**TASK DIRECTIONS:**
Pull out every line of the items below that contains the string "grate", and treat uppercase and lowercase as different.

##############################

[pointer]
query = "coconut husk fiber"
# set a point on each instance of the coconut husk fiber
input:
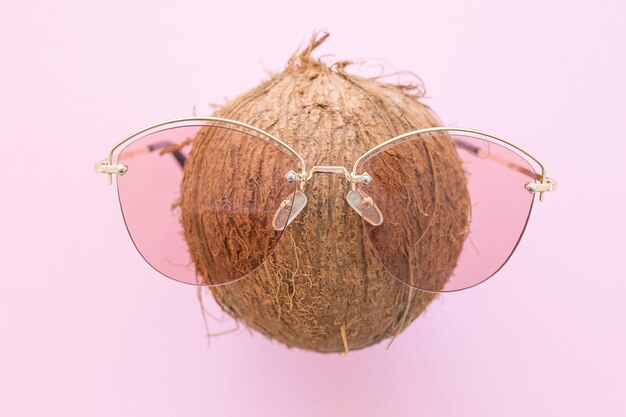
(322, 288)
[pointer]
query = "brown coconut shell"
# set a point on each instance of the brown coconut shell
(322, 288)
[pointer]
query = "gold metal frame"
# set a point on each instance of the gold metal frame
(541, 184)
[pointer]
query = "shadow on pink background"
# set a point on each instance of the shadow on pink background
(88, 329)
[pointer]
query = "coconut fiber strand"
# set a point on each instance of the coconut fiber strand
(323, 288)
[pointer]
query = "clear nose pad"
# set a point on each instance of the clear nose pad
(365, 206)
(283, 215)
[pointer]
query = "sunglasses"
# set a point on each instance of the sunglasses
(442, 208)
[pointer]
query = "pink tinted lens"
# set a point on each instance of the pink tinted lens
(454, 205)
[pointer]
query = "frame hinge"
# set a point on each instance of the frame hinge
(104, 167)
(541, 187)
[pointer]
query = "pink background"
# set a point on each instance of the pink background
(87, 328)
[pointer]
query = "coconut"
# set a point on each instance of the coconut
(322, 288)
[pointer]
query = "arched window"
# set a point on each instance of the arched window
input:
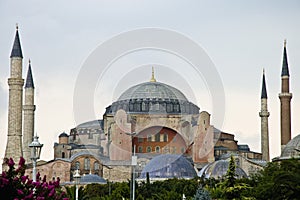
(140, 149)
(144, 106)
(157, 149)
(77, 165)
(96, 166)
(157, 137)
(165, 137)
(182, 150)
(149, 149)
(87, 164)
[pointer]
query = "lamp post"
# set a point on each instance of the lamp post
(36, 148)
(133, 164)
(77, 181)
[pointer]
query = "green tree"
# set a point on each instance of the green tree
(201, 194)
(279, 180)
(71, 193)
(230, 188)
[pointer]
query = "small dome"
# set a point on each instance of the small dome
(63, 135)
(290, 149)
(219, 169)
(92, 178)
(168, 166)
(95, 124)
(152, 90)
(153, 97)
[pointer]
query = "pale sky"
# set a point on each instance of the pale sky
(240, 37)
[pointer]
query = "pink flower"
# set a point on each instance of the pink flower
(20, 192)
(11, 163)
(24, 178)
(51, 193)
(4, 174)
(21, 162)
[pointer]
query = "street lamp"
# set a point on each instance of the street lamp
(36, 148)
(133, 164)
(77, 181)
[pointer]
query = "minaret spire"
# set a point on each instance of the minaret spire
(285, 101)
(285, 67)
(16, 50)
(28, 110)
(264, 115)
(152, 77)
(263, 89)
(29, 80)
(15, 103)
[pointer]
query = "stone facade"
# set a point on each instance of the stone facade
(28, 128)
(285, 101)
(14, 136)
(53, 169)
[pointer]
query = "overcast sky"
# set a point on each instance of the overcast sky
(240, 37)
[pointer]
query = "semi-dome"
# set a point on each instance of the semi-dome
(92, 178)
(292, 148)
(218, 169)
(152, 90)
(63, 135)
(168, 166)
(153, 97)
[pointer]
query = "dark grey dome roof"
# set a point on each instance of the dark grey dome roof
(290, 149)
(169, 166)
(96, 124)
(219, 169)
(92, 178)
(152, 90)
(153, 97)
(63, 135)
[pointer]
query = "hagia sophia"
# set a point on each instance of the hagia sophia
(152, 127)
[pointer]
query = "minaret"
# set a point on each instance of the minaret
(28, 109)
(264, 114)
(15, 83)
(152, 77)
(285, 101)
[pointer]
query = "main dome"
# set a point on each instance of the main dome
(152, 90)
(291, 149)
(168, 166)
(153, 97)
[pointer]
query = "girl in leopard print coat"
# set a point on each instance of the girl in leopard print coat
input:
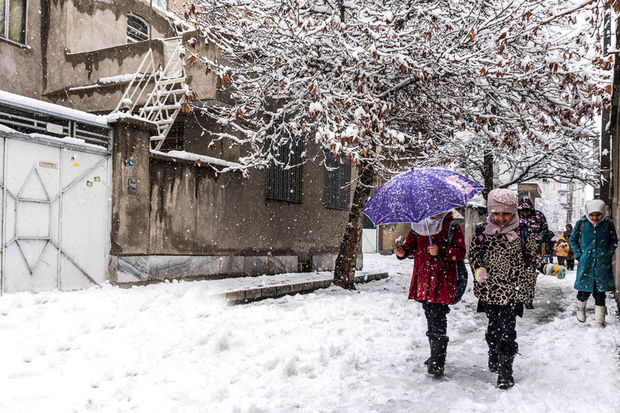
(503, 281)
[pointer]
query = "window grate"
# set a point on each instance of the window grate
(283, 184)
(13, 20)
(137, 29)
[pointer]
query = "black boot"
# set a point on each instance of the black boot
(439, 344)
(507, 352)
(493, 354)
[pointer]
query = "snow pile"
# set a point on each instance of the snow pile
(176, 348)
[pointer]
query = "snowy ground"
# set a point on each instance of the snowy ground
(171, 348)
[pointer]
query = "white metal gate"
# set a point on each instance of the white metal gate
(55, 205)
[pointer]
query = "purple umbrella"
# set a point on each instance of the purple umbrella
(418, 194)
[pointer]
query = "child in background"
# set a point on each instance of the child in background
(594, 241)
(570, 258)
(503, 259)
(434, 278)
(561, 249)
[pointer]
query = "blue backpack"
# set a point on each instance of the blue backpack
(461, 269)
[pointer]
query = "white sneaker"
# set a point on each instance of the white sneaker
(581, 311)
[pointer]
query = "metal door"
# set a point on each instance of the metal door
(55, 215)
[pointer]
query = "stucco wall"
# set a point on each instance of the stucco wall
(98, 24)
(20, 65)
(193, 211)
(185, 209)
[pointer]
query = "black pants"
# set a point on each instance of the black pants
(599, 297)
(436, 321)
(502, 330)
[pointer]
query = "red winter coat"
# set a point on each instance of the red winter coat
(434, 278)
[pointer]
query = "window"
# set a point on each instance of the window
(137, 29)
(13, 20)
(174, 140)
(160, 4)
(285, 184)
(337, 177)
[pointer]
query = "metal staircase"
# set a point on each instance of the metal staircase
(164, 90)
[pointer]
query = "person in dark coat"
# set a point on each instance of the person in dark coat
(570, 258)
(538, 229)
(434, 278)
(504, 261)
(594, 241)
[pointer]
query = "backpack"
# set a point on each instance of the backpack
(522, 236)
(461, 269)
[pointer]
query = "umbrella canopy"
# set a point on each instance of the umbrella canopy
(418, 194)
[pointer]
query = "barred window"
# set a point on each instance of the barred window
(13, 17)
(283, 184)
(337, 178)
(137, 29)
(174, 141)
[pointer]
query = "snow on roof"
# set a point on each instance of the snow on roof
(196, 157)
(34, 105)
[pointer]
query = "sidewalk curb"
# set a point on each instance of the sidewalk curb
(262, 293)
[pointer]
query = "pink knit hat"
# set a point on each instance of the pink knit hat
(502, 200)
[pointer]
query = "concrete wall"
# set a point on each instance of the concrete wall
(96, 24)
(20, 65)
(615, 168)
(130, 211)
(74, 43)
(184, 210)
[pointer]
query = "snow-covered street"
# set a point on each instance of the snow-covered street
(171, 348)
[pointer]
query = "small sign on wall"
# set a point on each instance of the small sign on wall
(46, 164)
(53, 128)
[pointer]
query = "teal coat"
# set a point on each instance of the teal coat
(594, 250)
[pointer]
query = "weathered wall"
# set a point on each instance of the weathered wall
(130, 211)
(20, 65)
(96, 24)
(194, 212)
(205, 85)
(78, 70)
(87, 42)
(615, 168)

##############################

**FULL ANSWER:**
query = "window grate"
# set a point on each instance of the window grate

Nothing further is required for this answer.